* _Short problem_:
Find every line in the material that contains the word "trunk" and copy each one. Case counts.

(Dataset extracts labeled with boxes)
+++
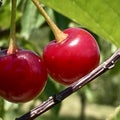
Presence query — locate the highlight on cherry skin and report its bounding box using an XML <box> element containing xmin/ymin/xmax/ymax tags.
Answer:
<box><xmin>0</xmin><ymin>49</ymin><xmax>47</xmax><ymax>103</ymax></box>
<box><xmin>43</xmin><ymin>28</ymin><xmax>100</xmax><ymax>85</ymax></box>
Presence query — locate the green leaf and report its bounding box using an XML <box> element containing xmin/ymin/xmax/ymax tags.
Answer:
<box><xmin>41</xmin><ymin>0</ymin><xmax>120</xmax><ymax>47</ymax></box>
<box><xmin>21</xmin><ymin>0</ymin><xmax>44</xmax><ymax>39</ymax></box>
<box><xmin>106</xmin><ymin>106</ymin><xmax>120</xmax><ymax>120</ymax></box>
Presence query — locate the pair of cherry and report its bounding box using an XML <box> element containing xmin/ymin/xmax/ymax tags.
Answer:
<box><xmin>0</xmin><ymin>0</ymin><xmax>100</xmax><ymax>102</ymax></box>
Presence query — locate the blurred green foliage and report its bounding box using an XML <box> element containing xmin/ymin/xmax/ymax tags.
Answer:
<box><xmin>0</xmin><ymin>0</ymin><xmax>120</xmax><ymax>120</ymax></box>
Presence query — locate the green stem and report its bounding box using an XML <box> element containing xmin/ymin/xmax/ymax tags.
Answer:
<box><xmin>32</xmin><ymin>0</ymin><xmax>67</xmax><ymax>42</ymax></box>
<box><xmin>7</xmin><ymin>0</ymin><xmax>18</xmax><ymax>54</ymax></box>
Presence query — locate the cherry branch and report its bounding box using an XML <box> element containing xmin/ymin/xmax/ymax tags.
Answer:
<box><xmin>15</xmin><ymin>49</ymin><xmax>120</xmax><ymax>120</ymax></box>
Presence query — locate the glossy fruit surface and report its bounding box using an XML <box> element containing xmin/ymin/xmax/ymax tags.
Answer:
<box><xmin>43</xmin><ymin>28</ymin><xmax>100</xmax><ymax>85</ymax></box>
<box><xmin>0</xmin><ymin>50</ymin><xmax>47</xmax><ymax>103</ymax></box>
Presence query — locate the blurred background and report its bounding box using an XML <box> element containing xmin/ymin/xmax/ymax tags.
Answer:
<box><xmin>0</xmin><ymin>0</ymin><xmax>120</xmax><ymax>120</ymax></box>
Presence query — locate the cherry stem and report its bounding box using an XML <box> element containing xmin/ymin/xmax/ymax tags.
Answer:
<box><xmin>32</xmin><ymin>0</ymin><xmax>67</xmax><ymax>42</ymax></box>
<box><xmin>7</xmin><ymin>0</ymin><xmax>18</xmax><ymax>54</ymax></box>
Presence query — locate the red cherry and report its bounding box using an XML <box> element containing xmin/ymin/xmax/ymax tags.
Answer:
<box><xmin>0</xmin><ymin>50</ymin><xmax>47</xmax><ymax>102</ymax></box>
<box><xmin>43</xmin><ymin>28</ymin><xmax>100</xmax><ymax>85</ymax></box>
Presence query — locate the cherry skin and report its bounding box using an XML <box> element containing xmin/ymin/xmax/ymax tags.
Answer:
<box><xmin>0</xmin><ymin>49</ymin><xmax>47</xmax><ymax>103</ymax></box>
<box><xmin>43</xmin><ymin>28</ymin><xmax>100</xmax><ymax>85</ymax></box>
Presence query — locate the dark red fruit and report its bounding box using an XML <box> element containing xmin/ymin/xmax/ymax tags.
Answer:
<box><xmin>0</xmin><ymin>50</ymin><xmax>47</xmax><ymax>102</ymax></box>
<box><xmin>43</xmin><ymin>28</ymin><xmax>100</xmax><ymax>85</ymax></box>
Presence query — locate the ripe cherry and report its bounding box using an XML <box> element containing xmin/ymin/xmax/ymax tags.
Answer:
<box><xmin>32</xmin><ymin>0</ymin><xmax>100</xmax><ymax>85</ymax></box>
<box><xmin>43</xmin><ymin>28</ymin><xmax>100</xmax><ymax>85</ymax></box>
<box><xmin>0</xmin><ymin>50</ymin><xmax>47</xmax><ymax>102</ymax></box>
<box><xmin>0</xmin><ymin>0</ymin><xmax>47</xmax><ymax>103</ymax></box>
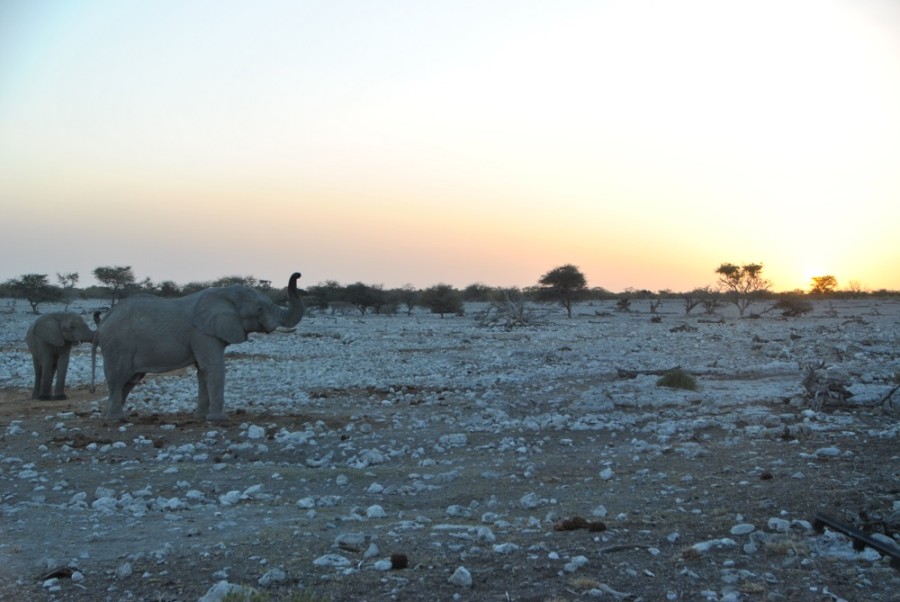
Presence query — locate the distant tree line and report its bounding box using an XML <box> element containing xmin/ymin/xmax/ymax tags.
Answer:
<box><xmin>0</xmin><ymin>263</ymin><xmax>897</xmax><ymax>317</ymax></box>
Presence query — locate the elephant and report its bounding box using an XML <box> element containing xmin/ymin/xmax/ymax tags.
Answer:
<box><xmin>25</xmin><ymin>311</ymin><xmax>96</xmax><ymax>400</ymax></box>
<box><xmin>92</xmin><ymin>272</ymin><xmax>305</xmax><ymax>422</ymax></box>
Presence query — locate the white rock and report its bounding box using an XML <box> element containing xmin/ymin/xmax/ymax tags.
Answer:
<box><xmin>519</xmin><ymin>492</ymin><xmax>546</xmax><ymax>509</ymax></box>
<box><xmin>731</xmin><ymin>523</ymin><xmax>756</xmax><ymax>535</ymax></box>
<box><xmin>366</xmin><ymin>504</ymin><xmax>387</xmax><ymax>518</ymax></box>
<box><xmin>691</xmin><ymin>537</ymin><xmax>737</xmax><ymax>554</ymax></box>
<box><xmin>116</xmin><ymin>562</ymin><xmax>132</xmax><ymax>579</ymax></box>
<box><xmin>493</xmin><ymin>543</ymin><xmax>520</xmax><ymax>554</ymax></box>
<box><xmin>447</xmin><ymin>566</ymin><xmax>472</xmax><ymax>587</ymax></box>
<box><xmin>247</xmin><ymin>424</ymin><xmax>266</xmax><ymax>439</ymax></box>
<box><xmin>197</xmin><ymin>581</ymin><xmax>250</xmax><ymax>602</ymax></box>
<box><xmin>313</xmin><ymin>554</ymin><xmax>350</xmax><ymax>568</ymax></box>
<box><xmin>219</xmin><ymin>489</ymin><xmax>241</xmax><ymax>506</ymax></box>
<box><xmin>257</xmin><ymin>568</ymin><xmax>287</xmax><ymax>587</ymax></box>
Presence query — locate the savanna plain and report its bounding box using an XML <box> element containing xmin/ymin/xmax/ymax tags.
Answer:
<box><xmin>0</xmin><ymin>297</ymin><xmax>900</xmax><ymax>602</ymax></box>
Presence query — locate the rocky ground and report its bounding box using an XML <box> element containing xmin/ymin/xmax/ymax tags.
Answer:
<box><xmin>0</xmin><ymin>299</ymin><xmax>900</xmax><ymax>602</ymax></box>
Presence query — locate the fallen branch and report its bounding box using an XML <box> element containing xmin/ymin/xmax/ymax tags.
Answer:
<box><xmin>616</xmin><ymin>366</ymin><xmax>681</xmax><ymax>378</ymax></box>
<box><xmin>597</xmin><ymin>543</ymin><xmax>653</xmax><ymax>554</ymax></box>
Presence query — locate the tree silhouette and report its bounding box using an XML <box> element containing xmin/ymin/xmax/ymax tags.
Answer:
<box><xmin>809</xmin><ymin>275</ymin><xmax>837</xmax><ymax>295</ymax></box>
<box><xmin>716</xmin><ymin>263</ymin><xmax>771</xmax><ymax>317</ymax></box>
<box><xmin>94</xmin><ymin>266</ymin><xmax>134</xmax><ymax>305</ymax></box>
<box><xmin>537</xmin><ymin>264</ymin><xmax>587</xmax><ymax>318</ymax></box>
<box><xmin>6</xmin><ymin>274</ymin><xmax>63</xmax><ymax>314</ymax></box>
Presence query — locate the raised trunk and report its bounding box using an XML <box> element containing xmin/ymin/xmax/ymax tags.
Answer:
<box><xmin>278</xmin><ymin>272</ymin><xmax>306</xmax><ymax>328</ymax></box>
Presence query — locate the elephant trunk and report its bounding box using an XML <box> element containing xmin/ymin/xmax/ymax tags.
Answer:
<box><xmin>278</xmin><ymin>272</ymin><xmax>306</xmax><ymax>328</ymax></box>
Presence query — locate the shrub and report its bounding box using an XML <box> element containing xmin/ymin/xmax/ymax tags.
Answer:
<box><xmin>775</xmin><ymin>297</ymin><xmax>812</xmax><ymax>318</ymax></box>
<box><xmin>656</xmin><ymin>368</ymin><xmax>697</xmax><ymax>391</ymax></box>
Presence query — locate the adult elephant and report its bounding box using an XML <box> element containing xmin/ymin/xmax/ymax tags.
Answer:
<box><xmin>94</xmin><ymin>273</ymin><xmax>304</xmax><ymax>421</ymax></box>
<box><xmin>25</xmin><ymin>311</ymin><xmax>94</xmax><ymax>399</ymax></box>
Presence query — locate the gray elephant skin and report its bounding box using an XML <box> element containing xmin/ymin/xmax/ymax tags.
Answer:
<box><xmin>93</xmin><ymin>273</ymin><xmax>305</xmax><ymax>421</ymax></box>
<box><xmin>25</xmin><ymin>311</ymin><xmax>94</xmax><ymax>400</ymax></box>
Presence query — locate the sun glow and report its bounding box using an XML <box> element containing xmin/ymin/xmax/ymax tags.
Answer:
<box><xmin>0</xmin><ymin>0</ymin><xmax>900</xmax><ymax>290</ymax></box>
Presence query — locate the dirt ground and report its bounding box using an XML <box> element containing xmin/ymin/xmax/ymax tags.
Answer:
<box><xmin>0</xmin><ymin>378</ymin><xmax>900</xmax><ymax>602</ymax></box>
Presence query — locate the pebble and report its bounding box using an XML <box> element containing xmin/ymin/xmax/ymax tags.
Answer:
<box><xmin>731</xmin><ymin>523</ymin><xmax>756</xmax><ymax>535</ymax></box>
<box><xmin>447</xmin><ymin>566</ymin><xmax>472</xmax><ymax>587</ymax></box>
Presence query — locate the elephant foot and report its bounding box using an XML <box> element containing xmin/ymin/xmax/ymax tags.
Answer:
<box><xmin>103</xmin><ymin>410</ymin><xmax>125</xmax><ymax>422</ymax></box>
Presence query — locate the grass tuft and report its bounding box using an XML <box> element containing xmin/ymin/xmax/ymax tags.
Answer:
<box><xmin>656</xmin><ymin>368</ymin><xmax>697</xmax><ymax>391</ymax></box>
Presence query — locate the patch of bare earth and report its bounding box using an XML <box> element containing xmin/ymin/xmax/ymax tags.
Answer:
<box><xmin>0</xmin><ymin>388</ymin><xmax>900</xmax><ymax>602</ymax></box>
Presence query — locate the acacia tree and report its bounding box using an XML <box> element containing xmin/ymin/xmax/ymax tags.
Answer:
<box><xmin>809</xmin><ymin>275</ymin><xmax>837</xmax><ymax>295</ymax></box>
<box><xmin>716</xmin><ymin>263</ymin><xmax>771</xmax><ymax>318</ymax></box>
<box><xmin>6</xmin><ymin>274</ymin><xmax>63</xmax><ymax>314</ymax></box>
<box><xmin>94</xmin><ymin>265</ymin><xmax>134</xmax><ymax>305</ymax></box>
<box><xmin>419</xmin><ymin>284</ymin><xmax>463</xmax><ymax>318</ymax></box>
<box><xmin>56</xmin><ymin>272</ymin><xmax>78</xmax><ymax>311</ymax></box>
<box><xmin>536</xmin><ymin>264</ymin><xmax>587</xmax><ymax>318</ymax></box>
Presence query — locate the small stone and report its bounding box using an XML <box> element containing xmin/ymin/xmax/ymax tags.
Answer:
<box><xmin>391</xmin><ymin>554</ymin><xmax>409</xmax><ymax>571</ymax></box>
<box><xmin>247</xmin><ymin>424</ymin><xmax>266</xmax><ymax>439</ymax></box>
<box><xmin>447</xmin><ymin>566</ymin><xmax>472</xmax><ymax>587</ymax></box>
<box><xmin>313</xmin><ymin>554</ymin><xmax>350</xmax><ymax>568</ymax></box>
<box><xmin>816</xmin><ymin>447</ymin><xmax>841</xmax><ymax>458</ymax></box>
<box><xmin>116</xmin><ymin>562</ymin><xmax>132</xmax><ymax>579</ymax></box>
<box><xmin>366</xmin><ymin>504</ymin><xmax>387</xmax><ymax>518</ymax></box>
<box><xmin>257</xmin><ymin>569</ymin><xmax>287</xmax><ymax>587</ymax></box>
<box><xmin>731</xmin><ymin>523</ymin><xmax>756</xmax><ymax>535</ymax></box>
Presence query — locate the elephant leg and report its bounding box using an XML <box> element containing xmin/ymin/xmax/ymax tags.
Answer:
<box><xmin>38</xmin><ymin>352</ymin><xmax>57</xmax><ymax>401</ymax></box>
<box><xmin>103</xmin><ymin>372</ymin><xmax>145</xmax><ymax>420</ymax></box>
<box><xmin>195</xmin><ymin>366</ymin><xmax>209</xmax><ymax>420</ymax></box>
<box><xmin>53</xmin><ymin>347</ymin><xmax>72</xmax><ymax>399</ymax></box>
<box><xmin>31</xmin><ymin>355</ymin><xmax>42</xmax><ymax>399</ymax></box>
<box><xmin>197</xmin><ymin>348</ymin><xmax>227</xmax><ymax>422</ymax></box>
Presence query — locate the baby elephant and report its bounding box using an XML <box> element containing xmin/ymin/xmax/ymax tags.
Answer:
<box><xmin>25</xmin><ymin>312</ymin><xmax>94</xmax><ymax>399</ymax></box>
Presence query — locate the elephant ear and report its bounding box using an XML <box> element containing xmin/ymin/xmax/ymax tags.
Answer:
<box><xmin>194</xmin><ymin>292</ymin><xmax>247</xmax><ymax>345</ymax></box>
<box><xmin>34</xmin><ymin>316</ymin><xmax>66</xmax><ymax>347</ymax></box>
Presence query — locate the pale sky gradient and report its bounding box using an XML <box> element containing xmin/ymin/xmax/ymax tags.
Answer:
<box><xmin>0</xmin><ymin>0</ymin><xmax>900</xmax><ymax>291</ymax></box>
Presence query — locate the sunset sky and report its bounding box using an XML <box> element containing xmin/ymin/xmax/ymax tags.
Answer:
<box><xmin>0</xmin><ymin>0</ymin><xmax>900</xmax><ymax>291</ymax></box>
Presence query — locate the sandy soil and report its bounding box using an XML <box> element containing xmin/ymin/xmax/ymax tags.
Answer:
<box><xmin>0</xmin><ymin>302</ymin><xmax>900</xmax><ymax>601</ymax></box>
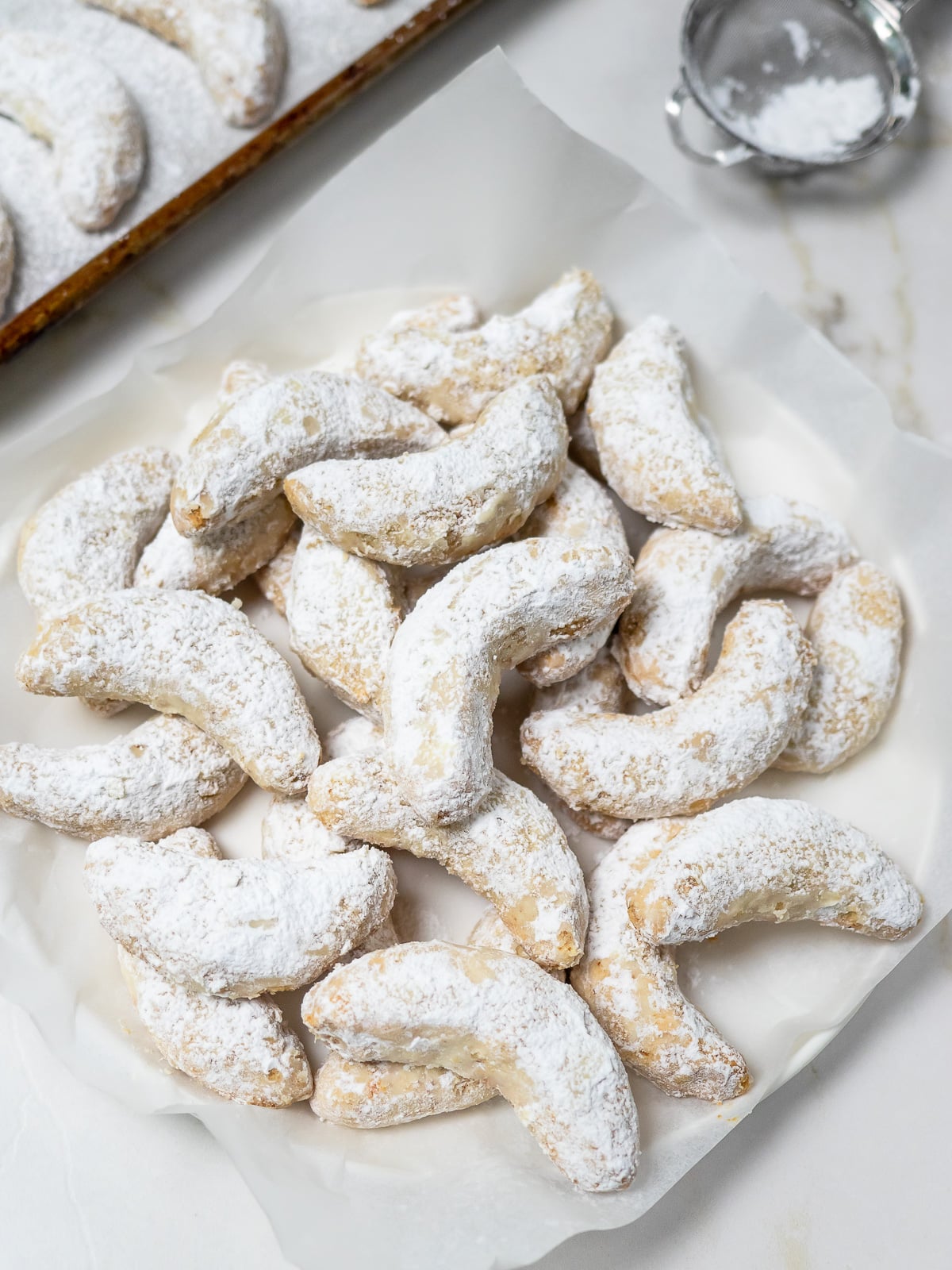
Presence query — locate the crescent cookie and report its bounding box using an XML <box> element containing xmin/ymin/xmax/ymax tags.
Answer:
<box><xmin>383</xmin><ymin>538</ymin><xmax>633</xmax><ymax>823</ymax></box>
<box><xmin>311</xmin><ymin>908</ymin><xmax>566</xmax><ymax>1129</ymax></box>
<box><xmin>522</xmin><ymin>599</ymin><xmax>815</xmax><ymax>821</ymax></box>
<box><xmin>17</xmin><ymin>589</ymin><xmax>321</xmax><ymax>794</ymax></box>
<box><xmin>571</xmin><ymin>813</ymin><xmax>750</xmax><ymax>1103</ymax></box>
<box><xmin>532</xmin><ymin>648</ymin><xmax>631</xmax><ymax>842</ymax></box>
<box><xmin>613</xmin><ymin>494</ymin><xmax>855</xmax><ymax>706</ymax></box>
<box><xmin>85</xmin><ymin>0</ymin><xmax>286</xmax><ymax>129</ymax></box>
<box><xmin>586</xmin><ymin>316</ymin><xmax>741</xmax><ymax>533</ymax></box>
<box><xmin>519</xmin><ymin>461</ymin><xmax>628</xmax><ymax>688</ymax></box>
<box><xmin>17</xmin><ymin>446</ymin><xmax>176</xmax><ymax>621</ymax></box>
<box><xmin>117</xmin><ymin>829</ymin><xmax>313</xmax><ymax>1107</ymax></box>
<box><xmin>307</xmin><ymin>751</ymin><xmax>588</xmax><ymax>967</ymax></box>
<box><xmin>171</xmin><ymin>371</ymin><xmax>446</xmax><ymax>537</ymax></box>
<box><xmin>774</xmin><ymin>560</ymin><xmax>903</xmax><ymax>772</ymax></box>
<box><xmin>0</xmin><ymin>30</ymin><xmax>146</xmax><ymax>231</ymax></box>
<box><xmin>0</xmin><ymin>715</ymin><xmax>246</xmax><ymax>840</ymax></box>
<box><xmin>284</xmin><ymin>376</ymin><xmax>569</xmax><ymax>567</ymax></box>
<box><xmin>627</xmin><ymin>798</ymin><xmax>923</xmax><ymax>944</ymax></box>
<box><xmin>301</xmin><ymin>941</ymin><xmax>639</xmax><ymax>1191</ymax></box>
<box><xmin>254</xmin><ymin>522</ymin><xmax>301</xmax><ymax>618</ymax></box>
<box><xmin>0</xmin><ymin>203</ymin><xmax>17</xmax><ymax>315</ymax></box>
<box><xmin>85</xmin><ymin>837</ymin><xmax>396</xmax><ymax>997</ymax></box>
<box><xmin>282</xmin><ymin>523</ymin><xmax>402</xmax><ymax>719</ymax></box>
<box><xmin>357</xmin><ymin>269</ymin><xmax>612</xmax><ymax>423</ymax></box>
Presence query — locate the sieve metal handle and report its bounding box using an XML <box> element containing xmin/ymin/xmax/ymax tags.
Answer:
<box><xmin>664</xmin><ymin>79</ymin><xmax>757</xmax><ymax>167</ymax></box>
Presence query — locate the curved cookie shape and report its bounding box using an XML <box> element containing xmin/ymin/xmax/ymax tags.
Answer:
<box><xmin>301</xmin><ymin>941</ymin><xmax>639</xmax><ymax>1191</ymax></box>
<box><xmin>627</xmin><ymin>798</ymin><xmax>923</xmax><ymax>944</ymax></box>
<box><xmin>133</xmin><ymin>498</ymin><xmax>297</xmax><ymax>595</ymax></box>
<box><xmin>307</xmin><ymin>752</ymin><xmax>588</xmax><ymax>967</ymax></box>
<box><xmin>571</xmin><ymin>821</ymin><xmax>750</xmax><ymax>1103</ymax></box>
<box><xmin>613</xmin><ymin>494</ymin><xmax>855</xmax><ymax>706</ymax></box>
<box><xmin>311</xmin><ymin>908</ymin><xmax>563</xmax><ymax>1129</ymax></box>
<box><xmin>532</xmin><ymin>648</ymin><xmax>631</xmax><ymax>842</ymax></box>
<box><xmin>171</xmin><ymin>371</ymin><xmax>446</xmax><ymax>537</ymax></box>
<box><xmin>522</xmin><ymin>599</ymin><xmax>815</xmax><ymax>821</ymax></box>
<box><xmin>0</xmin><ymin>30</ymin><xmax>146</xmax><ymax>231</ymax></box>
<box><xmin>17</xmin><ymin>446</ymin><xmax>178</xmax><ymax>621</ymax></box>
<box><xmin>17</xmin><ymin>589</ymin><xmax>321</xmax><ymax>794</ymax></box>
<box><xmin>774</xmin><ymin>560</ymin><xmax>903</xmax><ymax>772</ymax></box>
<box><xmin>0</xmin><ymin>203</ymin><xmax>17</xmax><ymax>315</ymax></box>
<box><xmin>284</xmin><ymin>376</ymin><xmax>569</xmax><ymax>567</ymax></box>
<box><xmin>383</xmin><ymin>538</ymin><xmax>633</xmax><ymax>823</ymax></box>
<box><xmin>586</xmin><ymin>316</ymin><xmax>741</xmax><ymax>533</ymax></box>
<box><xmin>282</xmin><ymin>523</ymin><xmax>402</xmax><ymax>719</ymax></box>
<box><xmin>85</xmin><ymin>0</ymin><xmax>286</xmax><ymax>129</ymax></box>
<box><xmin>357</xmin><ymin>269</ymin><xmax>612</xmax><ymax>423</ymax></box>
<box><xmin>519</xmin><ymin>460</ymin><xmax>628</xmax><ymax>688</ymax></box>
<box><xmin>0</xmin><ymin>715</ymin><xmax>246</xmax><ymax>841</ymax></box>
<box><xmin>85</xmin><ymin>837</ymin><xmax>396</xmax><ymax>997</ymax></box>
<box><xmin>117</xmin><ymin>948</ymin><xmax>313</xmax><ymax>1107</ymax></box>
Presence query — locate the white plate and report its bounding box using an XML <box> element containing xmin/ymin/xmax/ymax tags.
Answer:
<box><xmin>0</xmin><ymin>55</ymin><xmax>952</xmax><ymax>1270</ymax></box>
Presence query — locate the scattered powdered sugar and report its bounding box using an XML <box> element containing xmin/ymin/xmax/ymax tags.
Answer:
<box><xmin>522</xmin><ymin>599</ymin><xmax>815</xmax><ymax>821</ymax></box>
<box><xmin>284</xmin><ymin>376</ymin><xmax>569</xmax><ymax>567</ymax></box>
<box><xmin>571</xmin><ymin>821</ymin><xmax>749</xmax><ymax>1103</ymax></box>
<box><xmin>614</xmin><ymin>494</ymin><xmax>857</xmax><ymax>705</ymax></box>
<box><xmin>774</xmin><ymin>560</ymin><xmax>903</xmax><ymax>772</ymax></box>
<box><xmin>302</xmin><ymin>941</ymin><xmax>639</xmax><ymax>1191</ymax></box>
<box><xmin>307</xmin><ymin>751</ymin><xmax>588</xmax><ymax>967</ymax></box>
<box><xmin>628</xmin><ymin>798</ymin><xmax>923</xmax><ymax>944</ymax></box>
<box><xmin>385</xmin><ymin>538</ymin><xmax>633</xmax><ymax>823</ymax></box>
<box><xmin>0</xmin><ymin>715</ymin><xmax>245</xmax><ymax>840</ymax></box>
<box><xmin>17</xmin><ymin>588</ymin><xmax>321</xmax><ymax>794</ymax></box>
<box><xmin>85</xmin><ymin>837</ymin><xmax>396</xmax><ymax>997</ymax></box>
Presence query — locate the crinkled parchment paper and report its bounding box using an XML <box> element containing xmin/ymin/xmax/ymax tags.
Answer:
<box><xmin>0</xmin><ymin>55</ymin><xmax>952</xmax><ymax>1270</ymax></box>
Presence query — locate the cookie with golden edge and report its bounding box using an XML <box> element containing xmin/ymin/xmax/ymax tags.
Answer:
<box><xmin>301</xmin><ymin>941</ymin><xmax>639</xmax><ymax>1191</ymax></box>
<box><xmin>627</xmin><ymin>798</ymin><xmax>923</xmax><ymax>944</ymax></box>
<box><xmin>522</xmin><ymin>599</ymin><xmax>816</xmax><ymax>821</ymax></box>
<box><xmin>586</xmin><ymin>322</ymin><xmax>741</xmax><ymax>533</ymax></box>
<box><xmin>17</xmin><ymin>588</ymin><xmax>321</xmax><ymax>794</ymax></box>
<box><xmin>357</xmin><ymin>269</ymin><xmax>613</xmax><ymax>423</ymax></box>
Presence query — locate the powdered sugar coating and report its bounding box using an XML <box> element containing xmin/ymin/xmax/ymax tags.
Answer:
+++
* _The solution_:
Presence query — locate the raised trunk and report its bounding box using an XML <box> element containing xmin/ymin/xmax/ymax tags.
Presence query — locate the elephant trunk and report its bounding box using an XML <box> element containing xmin/ymin/xmax/ymax tags.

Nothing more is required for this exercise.